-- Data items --
*****

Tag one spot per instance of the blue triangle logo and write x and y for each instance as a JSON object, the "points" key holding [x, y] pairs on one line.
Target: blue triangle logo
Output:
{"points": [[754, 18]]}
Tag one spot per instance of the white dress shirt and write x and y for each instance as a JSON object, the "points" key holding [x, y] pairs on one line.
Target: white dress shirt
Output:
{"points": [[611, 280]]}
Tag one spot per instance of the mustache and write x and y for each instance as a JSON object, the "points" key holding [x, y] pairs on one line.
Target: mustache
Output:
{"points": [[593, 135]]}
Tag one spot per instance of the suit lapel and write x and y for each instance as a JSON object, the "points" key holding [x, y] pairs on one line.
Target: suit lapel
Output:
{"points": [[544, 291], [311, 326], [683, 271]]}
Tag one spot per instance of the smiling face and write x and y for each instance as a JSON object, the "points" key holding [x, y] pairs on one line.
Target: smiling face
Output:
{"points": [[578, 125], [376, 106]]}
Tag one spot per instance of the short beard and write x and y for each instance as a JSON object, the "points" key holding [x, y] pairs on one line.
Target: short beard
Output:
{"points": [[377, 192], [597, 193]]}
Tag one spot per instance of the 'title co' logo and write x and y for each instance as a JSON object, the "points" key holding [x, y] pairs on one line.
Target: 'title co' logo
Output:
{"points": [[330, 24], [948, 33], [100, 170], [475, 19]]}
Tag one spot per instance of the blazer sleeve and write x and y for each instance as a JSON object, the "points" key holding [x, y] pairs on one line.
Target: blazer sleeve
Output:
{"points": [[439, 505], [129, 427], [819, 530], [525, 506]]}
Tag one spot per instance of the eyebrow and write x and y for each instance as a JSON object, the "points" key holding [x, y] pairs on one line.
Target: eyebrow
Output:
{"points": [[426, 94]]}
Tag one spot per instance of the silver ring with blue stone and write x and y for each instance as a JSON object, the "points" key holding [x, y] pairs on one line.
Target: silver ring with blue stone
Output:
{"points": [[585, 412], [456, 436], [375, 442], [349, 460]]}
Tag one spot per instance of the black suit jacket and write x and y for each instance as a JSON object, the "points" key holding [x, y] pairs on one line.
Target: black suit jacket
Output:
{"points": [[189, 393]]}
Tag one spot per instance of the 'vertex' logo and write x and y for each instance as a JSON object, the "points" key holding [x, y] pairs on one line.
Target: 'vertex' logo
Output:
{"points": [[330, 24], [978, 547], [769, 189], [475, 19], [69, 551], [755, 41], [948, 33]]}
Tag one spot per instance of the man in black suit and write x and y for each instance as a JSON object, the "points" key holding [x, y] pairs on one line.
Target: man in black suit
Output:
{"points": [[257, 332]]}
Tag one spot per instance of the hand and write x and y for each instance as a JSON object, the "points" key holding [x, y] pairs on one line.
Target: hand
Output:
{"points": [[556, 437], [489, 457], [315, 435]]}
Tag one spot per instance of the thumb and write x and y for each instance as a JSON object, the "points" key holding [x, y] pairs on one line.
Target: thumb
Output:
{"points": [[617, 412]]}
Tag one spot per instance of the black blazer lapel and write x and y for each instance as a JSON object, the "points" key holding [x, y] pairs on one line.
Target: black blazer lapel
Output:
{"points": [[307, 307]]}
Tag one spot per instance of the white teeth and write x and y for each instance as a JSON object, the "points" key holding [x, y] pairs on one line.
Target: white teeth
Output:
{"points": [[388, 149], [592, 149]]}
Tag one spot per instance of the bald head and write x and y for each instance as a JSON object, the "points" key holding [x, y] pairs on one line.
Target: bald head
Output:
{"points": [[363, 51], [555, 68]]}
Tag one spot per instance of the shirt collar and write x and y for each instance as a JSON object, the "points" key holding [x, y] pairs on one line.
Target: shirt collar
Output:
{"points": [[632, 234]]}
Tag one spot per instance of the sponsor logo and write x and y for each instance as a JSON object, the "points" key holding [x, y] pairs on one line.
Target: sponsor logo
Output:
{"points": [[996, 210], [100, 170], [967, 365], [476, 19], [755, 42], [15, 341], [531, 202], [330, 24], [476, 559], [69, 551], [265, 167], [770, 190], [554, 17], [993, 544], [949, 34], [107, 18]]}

*****

-- Work required --
Return what is listed above, exactly and completely.

-- Answer for this exercise --
Tag one spot per instance of the blue triangle logo and write x and y for each instance as a JSON object, the "points" key holding [x, y] pairs on one line.
Target: blue triangle logo
Output:
{"points": [[754, 18]]}
Tag one spot per instance of the white dress shirt and write x and y for each instance as a JSON object, the "points" key holding [x, y] pairs on one line.
Target: white dress shirt
Output:
{"points": [[611, 280]]}
Tag one spot per instance of the mustache and write x and y for each instance as a JSON object, the "points" key holding [x, y] pairs on one line.
Target: mustache
Output:
{"points": [[593, 135]]}
Tag one spot per instance of the suit lapel and write x and y for each instance as a JSON object, the "points" key holding [x, y] pairs on one line.
Target: suit lapel
Output:
{"points": [[544, 291], [311, 326], [683, 271]]}
Tag one spot per instance of the smiling face and write x and y for each instance as a JSON object, the "points" key holding [x, y] pairs on one line.
Target: smiling face
Output:
{"points": [[578, 125], [376, 106]]}
Tag one spot per instance of the short beard and write x and y for each instance as a JSON object, the "points" key holding [x, y] pairs on one line.
Target: short beard
Output:
{"points": [[377, 192], [597, 193]]}
Tag one spot per instance of the 'title co' logo and write x and y for each instance as a JSON object, the "points" key holding [x, y] pairs on one line.
Target: 'title co' logo
Output:
{"points": [[330, 24], [948, 33], [100, 170], [475, 19]]}
Tag one spot per instance of the blazer sleeve and write x and y for each instance as a JSON object, the "points" key holding [x, y] pairs on one line.
Target: blazer sleeve
Output:
{"points": [[439, 505], [129, 427], [819, 530], [525, 506]]}
Tag one spot per instance of the eyebrow and write x and y for each instance as a JSON object, the "points" key holding [x, y] pairs on one line.
Target: eyebrow
Output:
{"points": [[426, 94]]}
Tag one spot per instance of the silver ring with blue stone and write x and y for each instance as a JSON object, the "points" key holding [x, y] pairs on one line.
Target: silver ring with blue stone
Output:
{"points": [[585, 412], [456, 436], [375, 442], [349, 460]]}
Tag one spot per instance of the black suit jacket and write x and y for each instance as a JSON object, the "points" key holding [x, y] pairs on one line.
Target: black suit jacket
Output:
{"points": [[189, 393]]}
Tag one spot per instance of the 'vertex' logo and write x and y for each instance as a JSON object, the "points" key holding [x, y] pairs on one line.
Target: 'vertex' logo
Output:
{"points": [[330, 24], [978, 547], [769, 189], [475, 19], [69, 551], [755, 41], [948, 33]]}
Tag one spot per instance of the man in black suit and write x and y for each instance as a JSON object, the "points" key holding [x, y] pairs on one line.
Target: man in black suit
Output:
{"points": [[257, 332]]}
Tag one spot per instance of the hand and write x and y for each instance as a JSON object, the "points" key holding [x, y] pairs on one line.
Target: hand
Output:
{"points": [[556, 437], [489, 457], [315, 435]]}
Tag one spot per instance of the thumb and write x and y for each instance as a JSON object, the "points" key holding [x, y] pairs on one line.
Target: thumb
Output:
{"points": [[617, 412]]}
Tag one spot per instance of the black blazer lapel and write x and y for each instance as a JSON object, the "points" key holding [x, y] pairs on one line.
Target: black blazer lapel
Output:
{"points": [[307, 307]]}
Tag one spot per instance of the white teeth and write x and y for each instance as a JSON object, the "points" key holding [x, y] pairs on one line.
Target: white teeth
Output:
{"points": [[388, 149], [592, 149]]}
Tag one spot per instance of the bald head and write x and y for each instance as a JSON object, the "points" key holding [x, y] pairs on one line.
Target: bald head
Output:
{"points": [[363, 51], [555, 68]]}
Tag one spot per instance of the shirt collar and write x and y for each instance as a JSON object, the "points" key holding [x, y] pairs on one line.
Target: shirt collar
Output:
{"points": [[632, 234]]}
Tag one spot per instance of the sponsor logo and write x and y for each instance as a JSON object, the "points" key holding [x, y] pairs on one line.
Target: sponsor logo
Output:
{"points": [[996, 210], [100, 170], [967, 365], [476, 19], [755, 42], [15, 341], [531, 202], [330, 24], [476, 559], [69, 551], [265, 167], [770, 190], [554, 17], [993, 544], [949, 34], [107, 18]]}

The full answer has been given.